Superando una certa ritrosia verso l’università, dovuta a timori o perplessità retaggio di un recente passato, la Chiesa deve saper scendere sul terreno proprio della cultura e della vita universitaria con tutta la carica di forza propositiva che le dà il Vangelo di Cristo Salvatore, il suo annuncio ed i valori che da esso discendono per la piena libertà e dignità dell’uomo.

 

3.4 Se il soggetto responsabile della pastorale universitaria è la Chiesa, di fatto coloro che dentro l’università ne assumono concretamente gli impegni sono, in primo luogo, i docenti e gli studenti cristiani.

Come docenti essi sono impegnati ad unire la competenza e la qualificazione necessarie allo svolgimento del servizio richiesto ad una attenta cura della propria identità di maestri e testimoni di fede e di valori positivi per la vita. Di questo infatti hanno bisogno primariamente gli studenti. Il dialogo e lo spirito di servizio verso di loro, il confronto sereno e costruttivo con i colleghi in materie connesse alla visione cristiana della persona umana e dell’etica cristiana, l’attiva partecipazione alla vita della cappella universitaria e soprattutto ai laboratori culturali di facoltà, rappresentano altrettante testimonianze da offrire nell’università.

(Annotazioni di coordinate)
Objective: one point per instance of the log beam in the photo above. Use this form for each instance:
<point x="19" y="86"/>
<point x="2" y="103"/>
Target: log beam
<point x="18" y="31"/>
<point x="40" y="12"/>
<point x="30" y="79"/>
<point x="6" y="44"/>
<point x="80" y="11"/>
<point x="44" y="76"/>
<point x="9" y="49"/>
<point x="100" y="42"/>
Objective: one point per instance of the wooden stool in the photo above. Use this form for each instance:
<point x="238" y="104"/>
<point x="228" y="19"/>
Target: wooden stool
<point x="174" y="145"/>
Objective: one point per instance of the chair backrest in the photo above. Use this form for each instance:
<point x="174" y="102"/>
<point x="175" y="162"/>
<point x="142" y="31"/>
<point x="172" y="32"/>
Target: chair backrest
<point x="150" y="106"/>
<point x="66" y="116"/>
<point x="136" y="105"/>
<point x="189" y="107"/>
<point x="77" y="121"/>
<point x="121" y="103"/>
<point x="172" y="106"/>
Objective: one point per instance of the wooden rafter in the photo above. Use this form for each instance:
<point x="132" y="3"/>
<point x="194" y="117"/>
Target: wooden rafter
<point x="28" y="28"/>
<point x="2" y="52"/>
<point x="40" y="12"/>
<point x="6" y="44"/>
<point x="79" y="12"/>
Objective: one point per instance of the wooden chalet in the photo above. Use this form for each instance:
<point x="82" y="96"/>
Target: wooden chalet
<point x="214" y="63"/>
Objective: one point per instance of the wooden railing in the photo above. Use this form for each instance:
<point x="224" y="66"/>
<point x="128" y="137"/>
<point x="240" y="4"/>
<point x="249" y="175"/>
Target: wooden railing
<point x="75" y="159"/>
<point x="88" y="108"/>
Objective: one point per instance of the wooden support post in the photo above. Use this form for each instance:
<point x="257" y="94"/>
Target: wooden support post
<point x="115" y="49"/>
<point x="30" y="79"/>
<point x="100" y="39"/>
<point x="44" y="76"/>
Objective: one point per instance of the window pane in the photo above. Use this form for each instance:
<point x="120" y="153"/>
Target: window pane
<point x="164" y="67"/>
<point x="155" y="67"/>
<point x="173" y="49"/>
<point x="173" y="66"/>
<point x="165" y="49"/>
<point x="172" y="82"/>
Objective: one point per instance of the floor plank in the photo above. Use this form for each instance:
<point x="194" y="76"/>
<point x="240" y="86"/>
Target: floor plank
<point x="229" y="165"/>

▸ **Istruzioni dell'esercizio**:
Prosegui il testo sulla pastorale universitaria a partire dalla sua ultima frase.

▸ **Risposta**:
Come studenti, i cristiani sono impegnati ad usufruire del tempo dello studio in università per approfondire il rapporto fede – cultura e fede – vita, a non aver timore di avviare un positivo dialogo con i nostri coetanei sul piano dell’annuncio di Gesù Cristo e del Vangelo, a sostenere, insieme ai docenti, i laboratori culturali ed infine a far rifluire nella catechesi e nella formazione delle parrocchie, dei movimenti e dei gruppi ecclesiali l’attenzione ai grandi temi culturali del nostro tempo.

 

3.5 Una modalità concreta per attivare queste sinergie è quella indicata dagli Orientamenti come via maestra da percorrere, anche se impegnativa: promuovere nelle università i laboratori culturali definendoli quale scelta prioritaria della pastorale universitaria a livello europeo. Essi si distinguono dai laboratori della fede propri degli itinerari di formazione cristiana.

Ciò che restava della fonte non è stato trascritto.